** Data under study follows **

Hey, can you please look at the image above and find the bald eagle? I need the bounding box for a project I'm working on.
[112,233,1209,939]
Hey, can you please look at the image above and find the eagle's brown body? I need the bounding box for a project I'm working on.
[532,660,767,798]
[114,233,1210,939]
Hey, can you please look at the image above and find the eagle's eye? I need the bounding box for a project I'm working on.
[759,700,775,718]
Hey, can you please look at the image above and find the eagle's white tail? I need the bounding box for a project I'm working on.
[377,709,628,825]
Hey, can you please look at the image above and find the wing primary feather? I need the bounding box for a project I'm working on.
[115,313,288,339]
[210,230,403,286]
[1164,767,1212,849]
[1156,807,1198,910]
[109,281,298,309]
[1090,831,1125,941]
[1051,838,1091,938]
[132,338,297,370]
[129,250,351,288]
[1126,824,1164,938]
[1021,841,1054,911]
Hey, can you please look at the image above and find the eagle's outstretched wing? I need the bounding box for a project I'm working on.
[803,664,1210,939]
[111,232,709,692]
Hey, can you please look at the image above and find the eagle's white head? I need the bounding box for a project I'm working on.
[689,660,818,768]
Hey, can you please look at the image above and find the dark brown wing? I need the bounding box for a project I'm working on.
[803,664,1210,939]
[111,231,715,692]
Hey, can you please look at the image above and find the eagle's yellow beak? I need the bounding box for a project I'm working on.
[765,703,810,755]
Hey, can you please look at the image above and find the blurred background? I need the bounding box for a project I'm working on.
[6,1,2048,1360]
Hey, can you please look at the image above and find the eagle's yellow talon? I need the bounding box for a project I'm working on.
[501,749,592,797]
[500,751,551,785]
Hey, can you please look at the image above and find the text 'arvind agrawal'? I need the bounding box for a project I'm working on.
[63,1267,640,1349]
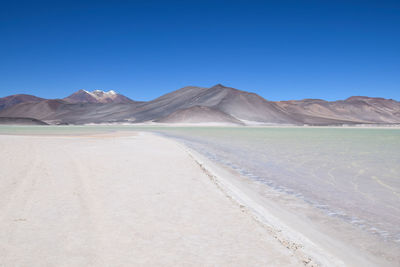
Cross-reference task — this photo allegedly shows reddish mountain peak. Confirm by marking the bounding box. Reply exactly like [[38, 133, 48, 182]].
[[64, 89, 134, 104]]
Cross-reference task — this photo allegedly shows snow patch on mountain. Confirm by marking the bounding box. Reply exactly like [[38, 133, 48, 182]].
[[63, 89, 134, 104]]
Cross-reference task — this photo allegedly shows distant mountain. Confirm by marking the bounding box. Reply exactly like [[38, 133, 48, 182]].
[[124, 84, 296, 124], [0, 99, 66, 123], [0, 85, 399, 125], [276, 96, 400, 125], [64, 89, 135, 104], [0, 94, 45, 111], [0, 100, 141, 125]]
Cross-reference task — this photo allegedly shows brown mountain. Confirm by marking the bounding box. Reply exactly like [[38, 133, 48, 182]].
[[0, 85, 399, 125], [276, 96, 400, 125], [0, 94, 45, 111], [0, 99, 66, 123], [124, 84, 296, 124]]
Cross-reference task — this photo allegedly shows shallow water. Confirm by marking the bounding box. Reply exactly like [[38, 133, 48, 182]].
[[1, 125, 400, 262], [152, 127, 400, 244]]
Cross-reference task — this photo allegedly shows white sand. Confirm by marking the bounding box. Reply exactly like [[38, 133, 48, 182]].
[[0, 132, 303, 266]]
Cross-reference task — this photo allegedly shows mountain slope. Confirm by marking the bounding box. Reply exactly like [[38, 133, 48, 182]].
[[0, 101, 142, 124], [0, 94, 45, 111], [128, 84, 296, 123], [0, 99, 66, 121], [156, 106, 245, 125], [276, 97, 400, 125]]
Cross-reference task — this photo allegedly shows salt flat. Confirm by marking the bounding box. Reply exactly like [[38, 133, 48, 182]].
[[0, 132, 301, 266]]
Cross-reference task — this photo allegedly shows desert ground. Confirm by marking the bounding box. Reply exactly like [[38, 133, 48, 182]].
[[0, 132, 305, 266]]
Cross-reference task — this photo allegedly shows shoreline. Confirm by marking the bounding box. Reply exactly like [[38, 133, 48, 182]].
[[161, 133, 399, 266], [180, 144, 332, 266]]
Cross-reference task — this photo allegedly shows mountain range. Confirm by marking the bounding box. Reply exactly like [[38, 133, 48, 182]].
[[0, 84, 399, 125]]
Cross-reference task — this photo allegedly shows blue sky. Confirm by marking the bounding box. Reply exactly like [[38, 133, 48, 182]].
[[0, 0, 399, 101]]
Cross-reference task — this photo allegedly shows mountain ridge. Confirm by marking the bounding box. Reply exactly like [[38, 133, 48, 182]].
[[1, 85, 399, 125]]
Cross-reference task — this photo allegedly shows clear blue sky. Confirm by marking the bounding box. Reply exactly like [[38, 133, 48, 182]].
[[1, 0, 399, 101]]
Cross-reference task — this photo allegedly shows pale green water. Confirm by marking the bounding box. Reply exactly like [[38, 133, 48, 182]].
[[153, 127, 400, 243], [1, 125, 400, 256]]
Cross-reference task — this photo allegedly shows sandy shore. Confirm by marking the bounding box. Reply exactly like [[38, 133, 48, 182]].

** End of Data under study **

Assignment
Take every entry and repeat it verbatim, minus the pictures.

Output below
Hey, can you please look at the image above and find the bald eagle? I need the bounding box for a project I'm working on.
[112,233,1209,939]
Hey, can you please look at the image above and find the eagle's brown body? I need the bounding box for a project I'm working on.
[532,660,767,798]
[114,233,1210,939]
Hey, can you please look at the image above and find the eagle's eye? I need the bounding box for a project I'm working on.
[759,700,775,718]
Hey, can you please look at the image above and find the eagle's white tail? I need the bounding box for a project I'm working on.
[377,709,628,825]
Hey, can you please look at the image above and find the wing primary feather? I need the bounding box for a project I'm working on.
[115,313,288,339]
[210,230,403,286]
[1164,767,1212,849]
[1156,807,1198,910]
[109,281,298,309]
[1090,831,1125,941]
[1051,838,1091,938]
[132,338,297,370]
[129,250,351,288]
[1126,824,1164,938]
[1021,841,1054,911]
Hey, can you please look at the image above and find the eagle's outstretched wing? I need the bounding box for a project I'm working on.
[803,664,1210,939]
[111,232,709,692]
Hey, can you please look at the image above and find the eagle's white head? I need the bounding box for a project I'm working on.
[689,660,818,768]
Hey, can you please look at the image above and find the dark brown wing? I need the bounding box for a project I'm working on.
[803,664,1210,939]
[111,231,715,692]
Hey, can you please look at the image above and find the eagle's yellow beak? I need the bounding box for a project I'm working on.
[765,703,810,755]
Hey, can you please look at the image above and find the blurred background? I need the bounding box for a project I'm working on.
[6,1,2048,1360]
Hey, can you please look at the image above and find the eagle's yellow talon? I need the bounding box for a project I'm working on.
[501,749,592,797]
[500,751,551,785]
Hey, can you please look at the image above and find the text 'arvind agrawal'? I need the bounding box for a project I'm working on.
[63,1267,640,1349]
Cross-reference task — this photo allegedly shows reddish mountain peak. Confirm by marking the bounding box. Reply exactly like [[38, 133, 48, 182]].
[[64, 89, 134, 104]]
Cross-reference task — this photo allegedly shows snow patch on mountain. Confirm by marking the bounding box. Reply exactly like [[38, 133, 48, 182]].
[[63, 89, 134, 104]]
Cross-reference task — this photo allegedly shows distant mountain. Confirm by marking the bounding box. Reply exactly like [[38, 133, 48, 182]].
[[124, 84, 296, 124], [0, 99, 66, 123], [0, 85, 399, 125], [276, 96, 400, 125], [64, 89, 135, 104], [0, 94, 45, 111], [0, 100, 141, 125]]
Cross-reference task — this photo allegedly shows brown mountain. Confirm by marking the bounding box. Reply exactly like [[38, 133, 48, 182]].
[[0, 85, 399, 125], [276, 96, 400, 125], [0, 94, 45, 111], [0, 99, 66, 123], [124, 84, 296, 124]]
Cross-reference task — this photo allegedly shows shallow water. Confirm by marking the bounding box. Reply exactly like [[38, 133, 48, 182]].
[[1, 125, 400, 262], [152, 127, 400, 244]]
Cross-reference task — this photo allegedly shows white sand. Confirm by marking the bounding box. Reply exactly like [[38, 133, 48, 182]].
[[0, 132, 303, 266]]
Cross-reference task — this photo allegedly shows mountain slope. Confirm by marking the bounding box. Reply exactly like [[38, 133, 48, 182]].
[[0, 101, 142, 124], [0, 94, 45, 111], [128, 84, 296, 123], [0, 99, 66, 121], [156, 106, 245, 125], [276, 97, 400, 125]]
Cross-reference task — this photo allegedly shows salt flat. Confirm by marking the bounding box. Reply exactly like [[38, 133, 48, 182]].
[[0, 132, 301, 266]]
Cross-reference task — this photo allegedly shows desert ground. Confirm by marking the bounding box. Reply exactly like [[38, 133, 48, 182]].
[[0, 132, 305, 266]]
Cross-reference task — this photo allegedly shows shoreline. Confirm by marking the bounding box. Reply exactly like [[38, 133, 48, 182]].
[[161, 133, 399, 266], [180, 144, 332, 266]]
Cross-reference task — this photo allegedly shows mountain range. Confirm by marking the bounding box. Reply exactly like [[38, 133, 48, 182]].
[[0, 84, 399, 125]]
Cross-reference task — this photo allegedly shows blue sky. Confirm by marking the bounding box. Reply exactly like [[38, 133, 48, 182]].
[[0, 0, 399, 101]]
Cross-reference task — this photo allegedly shows mountain ridge. Confirm by marking the bounding box. Reply exactly like [[38, 133, 48, 182]].
[[1, 85, 399, 125]]
Cross-reference task — this photo allegedly shows clear blue sky. Confirm by marking the bounding box. Reply exactly like [[38, 133, 48, 182]].
[[1, 0, 399, 101]]
Cross-reference task — this photo allegedly shows pale green water. Confirm by marking the bounding box. Reply exactly like [[38, 133, 48, 182]].
[[153, 127, 400, 243], [1, 125, 400, 256]]
Cross-reference task — this photo allegedly shows sandy shore. Confirm by marking the bounding box. Reply exactly like [[38, 133, 48, 182]].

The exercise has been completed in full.